Repeat the lines from the line containing "Target: moored boat" through the end of the records, swapping "rings" for "loops" and leaving everything else unchanged.

**EXCERPTED RECORDS**
────────

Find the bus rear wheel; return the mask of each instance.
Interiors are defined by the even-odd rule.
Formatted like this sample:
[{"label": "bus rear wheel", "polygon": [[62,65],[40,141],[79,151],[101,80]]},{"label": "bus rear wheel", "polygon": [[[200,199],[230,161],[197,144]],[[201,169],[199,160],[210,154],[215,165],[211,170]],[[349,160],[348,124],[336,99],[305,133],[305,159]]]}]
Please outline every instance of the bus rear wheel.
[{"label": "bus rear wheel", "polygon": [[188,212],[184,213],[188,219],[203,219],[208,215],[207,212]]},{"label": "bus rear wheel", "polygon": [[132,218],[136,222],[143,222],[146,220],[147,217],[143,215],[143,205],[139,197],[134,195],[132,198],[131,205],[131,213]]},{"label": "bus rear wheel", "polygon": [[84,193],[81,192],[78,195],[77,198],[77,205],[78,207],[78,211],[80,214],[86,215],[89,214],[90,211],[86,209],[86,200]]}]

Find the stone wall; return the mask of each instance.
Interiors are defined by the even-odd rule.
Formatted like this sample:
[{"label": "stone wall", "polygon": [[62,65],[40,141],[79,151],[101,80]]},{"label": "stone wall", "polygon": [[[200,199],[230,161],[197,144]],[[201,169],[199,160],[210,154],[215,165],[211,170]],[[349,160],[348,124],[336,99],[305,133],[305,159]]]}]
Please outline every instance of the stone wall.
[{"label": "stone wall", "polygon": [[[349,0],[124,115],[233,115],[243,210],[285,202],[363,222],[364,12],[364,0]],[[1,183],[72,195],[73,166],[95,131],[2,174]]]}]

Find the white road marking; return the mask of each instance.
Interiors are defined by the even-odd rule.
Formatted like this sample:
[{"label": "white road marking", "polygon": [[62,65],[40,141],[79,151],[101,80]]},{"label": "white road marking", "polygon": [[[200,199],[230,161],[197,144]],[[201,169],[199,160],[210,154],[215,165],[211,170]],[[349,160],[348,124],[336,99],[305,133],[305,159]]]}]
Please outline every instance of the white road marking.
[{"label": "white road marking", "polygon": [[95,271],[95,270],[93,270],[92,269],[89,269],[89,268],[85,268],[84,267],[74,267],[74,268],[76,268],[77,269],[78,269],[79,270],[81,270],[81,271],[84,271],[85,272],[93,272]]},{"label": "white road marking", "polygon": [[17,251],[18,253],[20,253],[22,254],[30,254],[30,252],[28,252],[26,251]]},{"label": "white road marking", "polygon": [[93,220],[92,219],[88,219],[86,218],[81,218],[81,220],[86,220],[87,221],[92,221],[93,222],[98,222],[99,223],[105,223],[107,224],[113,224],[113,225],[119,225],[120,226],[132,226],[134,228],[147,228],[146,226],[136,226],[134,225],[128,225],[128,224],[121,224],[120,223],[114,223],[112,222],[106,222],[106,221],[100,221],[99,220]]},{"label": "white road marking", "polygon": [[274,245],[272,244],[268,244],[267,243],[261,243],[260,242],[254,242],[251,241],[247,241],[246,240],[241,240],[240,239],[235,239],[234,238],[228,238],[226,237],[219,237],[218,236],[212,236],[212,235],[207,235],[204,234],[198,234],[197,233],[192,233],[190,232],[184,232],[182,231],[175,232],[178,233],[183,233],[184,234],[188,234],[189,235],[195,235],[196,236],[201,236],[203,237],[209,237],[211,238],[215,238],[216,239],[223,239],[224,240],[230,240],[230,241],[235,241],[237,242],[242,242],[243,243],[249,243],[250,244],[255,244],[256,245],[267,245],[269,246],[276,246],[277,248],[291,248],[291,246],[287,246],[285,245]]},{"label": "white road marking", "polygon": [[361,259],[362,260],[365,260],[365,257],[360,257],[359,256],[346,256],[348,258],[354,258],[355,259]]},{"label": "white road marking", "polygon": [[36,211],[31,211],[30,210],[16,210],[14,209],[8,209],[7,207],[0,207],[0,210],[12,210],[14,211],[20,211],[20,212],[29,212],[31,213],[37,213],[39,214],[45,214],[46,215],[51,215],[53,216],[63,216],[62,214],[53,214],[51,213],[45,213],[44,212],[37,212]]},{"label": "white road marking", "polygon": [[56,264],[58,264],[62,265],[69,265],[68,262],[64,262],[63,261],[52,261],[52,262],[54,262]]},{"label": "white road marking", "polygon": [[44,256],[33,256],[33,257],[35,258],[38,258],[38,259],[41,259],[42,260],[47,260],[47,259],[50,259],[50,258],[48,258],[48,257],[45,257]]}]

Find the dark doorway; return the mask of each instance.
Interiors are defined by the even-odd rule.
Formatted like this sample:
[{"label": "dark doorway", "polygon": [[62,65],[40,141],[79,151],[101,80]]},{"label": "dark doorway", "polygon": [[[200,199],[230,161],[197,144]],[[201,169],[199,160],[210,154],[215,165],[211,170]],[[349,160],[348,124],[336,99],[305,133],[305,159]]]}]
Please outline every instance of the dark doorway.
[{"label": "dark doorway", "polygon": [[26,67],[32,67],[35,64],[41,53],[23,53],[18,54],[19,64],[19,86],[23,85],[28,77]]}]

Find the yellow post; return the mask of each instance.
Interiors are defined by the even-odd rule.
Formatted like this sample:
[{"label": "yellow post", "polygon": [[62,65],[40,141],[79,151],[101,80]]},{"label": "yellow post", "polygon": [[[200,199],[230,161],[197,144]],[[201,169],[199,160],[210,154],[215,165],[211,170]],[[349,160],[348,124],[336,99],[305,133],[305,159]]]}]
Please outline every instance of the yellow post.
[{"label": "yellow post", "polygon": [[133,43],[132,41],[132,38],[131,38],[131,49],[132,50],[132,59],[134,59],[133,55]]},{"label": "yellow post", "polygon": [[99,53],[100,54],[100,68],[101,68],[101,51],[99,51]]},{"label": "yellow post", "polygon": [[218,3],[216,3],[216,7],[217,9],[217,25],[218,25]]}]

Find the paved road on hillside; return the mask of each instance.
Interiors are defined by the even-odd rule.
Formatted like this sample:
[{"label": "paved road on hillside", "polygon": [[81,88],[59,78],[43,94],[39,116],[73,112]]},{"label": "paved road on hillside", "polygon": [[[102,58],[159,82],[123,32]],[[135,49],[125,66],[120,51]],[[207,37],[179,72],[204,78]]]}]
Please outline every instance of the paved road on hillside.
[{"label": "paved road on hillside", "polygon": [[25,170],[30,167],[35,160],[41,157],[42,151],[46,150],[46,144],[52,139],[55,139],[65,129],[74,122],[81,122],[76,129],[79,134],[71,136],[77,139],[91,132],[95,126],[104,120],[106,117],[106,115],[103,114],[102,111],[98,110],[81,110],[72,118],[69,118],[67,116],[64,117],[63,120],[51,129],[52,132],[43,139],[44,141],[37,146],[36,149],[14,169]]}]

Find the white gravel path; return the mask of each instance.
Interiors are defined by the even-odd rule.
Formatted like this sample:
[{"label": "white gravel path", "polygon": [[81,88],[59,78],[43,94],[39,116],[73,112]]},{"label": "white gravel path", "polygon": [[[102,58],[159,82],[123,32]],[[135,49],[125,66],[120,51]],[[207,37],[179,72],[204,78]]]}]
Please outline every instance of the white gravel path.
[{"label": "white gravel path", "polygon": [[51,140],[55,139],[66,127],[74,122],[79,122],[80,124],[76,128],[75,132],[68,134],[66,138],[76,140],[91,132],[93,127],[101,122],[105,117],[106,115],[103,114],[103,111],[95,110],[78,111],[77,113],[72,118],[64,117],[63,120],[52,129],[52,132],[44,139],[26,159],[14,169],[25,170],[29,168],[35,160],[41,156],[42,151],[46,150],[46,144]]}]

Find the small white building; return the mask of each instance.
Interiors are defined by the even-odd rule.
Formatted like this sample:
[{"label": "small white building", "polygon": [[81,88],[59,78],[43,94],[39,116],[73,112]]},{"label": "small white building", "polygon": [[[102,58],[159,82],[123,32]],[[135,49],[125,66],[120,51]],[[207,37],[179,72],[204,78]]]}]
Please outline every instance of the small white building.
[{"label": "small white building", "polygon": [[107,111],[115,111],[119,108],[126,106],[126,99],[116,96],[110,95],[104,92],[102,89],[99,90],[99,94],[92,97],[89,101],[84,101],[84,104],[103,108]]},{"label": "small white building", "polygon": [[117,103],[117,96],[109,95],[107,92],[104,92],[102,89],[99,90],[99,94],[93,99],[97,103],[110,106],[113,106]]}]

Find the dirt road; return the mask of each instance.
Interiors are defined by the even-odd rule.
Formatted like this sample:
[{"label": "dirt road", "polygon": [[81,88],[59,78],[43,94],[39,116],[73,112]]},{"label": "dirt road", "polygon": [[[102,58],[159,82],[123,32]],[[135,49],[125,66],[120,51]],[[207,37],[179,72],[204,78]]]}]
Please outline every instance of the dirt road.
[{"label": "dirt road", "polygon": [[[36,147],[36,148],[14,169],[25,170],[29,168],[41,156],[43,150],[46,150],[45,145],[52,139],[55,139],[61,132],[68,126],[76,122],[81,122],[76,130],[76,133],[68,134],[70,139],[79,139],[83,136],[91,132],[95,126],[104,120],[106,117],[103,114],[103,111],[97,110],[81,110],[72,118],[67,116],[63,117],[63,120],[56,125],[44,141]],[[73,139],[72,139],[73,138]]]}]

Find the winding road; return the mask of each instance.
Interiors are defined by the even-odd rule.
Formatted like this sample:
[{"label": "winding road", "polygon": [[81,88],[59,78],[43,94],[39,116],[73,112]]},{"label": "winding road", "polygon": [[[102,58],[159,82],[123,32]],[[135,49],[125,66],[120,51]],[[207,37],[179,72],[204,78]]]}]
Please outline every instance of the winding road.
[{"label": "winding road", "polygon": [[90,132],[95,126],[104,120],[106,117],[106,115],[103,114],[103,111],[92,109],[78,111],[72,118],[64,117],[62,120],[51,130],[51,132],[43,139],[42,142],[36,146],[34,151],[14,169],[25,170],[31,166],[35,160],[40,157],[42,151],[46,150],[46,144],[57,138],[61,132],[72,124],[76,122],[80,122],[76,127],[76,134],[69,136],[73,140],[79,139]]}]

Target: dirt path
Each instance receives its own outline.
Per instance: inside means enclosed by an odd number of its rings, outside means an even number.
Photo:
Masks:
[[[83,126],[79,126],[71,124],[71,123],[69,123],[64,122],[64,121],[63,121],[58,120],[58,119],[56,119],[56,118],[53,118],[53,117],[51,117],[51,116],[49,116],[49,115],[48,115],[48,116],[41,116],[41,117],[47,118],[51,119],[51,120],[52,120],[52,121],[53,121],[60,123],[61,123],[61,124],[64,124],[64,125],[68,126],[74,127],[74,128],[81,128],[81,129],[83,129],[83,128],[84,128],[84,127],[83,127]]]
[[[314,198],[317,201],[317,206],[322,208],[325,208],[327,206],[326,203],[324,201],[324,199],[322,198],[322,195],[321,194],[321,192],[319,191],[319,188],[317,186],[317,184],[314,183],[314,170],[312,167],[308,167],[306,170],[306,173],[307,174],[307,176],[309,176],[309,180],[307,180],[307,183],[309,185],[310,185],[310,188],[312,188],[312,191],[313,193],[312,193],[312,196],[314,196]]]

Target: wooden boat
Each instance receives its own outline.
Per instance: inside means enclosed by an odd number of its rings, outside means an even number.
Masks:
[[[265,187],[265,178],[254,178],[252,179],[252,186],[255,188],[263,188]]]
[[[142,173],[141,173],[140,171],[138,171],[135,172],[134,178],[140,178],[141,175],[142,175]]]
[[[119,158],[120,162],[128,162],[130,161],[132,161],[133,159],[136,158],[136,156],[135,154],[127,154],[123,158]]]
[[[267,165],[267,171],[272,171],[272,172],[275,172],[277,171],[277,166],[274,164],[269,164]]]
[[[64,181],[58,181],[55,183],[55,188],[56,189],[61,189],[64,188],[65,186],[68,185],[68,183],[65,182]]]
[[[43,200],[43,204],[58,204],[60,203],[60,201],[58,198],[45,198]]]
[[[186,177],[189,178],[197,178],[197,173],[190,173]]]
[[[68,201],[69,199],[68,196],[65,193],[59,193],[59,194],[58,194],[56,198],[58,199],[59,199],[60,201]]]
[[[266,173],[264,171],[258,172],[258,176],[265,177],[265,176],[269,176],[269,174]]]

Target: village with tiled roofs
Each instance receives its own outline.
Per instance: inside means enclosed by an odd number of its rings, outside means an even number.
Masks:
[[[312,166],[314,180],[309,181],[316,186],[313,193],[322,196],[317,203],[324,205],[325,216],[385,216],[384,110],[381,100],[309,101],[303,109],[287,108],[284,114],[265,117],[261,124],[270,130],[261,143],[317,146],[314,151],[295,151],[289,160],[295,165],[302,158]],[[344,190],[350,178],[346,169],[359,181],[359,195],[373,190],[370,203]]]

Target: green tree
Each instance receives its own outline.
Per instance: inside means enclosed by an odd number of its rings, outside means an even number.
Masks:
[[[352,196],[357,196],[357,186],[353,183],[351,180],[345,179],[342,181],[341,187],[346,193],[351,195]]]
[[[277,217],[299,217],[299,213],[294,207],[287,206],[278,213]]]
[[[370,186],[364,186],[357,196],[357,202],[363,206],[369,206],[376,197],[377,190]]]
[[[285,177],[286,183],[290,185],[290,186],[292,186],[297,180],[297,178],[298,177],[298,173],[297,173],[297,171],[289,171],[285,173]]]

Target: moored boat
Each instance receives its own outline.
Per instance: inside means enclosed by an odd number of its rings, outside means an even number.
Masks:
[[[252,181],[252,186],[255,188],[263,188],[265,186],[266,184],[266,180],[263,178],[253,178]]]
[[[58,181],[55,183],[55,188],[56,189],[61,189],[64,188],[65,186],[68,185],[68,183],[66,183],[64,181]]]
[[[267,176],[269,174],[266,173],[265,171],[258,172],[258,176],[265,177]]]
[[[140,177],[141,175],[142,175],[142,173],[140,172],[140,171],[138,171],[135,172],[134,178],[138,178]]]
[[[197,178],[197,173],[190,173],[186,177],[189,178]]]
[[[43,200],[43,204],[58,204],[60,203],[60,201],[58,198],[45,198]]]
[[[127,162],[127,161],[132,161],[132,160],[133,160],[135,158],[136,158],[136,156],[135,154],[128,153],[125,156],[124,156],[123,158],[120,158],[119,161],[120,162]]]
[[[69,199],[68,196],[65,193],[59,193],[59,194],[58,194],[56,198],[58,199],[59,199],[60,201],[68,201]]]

────────

**EXERCISE RESULT**
Target: moored boat
Each instance receives its own outline.
Per instance: inside means enclosed by an odd number of its loops, outside means an even number.
Masks:
[[[252,181],[252,186],[255,188],[263,188],[265,186],[266,184],[266,180],[263,178],[253,178]]]
[[[58,181],[55,183],[55,188],[56,189],[61,189],[64,188],[65,186],[68,185],[68,183],[66,183],[64,181]]]
[[[267,176],[269,174],[266,173],[265,171],[258,172],[258,176],[265,177]]]
[[[140,177],[141,175],[142,175],[142,173],[140,172],[140,171],[138,171],[135,172],[134,178],[138,178]]]
[[[197,178],[197,173],[190,173],[186,177],[189,178]]]
[[[43,200],[43,204],[58,204],[60,203],[60,201],[58,198],[45,198]]]
[[[127,162],[127,161],[132,161],[132,160],[133,160],[135,158],[136,158],[136,156],[135,154],[128,153],[125,156],[124,156],[123,158],[120,158],[119,161],[120,162]]]
[[[69,199],[68,196],[65,193],[59,193],[59,194],[58,194],[56,198],[58,199],[59,199],[60,201],[68,201]]]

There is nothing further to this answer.